▸ PASSAGE DU TEXTE:
:::
Le don du roi, Rose Tremain
Le Don du Roi (Restoration), traduit de l’anglais par Gérard Clémence, juin 2013, 430 p. 22 €
Ecrivain(s): Rose Tremain Edition: Jean-Claude Lattès
Grandeur et décadence…
Après avoir été contraint à l’exil cependant que l’Angleterre était gouvernée par le républicain Cromwell, Charles II monte sur le trône en 1660. C’est la Restauration (d’où le titre anglais du roman), époque de plaisirs en tous genres à la Cour anglaise.
De passage chez son gantier Merivel, Charles remarque le fils du modeste artisan, Robert, qui veut devenir chirurgien.
Quelques années plus tard, Robert est admis dans le cercle des « amis » du roi et, devenu l’un de ses bouffons, partage la vie insouciante du palais, jusqu’au jour où le monarque, contraint de mettre de l’ordre dans le partage de ses nuits entre ses multiples maîtresses, le marie, après l’avoir anobli, avec l’une de ses favorites, Celia, qu’il veut éloigner provisoirement de la Cour. Le couple reçoit dans sa corbeille de noces la belle propriété de Bidnold, dans le Norfolk, dont il doit faire sa résidence officielle.
Il s’agit évidemment d’un mariage blanc. Robert ne voit quasiment jamais « son épouse », que le Roi garde à sa portée dans un lieu secret de la banlieue londonienne. Le fait même de tomber amoureux de Celia serait pour Robert se rendre coupable du crime de lèse-majesté.
:::
▸ TÂCHES À RÉALISER:
[1] Restituez tel quel le passage du texte sur Le Don du roi, en commençant par « Le don du roi, Rose » et en allant jusqu’à « veut devenir chirurgien. ».
[2] Poursuivez, s’il vous plaît, le texte sur Le Don du roi à partir de l’endroit où il s’arrête.
:::
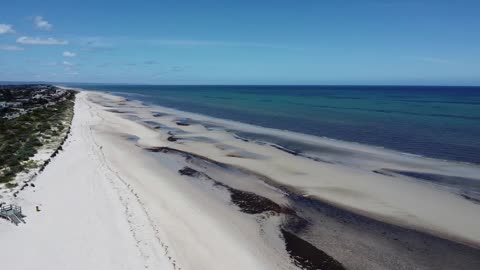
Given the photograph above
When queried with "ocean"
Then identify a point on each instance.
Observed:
(436, 122)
:::
▸ RÉPONSES PAR TÂCHE:
[1]
Le don du roi, Rose Tremain
Le Don du Roi (Restoration), traduit de l’anglais par Gérard Clémence, juin 2013, 430 p. 22 €
Ecrivain(s): Rose Tremain Edition: Jean-Claude Lattès
Grandeur et décadence…
Après avoir été contraint à l’exil cependant que l’Angleterre était gouvernée par le républicain Cromwell, Charles II monte sur le trône en 1660. C’est la Restauration (d’où le titre anglais du roman), époque de plaisirs en tous genres à la Cour anglaise.
De passage chez son gantier Merivel, Charles remarque le fils du modeste artisan, Robert, qui veut devenir chirurgien.

[2]
L’interdit, c’est connu, engendre et attise la convoitise…
Et ce que le Roi donne, le Roi peut le reprendre.
« Il me reprenait Bidnold. Il en reprenait possession, tout comme il avait repris possession de Celia. Car, comme Celia, le domaine ne m’appartenait point. Tout ce que je possédais m’était venu de lui et maintenant il le reprenait ».
La relation de Mérivel avec le Roi oscille entre grâce, disgrâce et retours en grâce toujours précaires et aléatoires, sur la toile de fond d’événements bien connus, souvent repris dans les romans historiques, de cette période tragique de l’histoire anglaise marquée par la Grande Peste en 1665 et par l’incendie de Londres en 1666.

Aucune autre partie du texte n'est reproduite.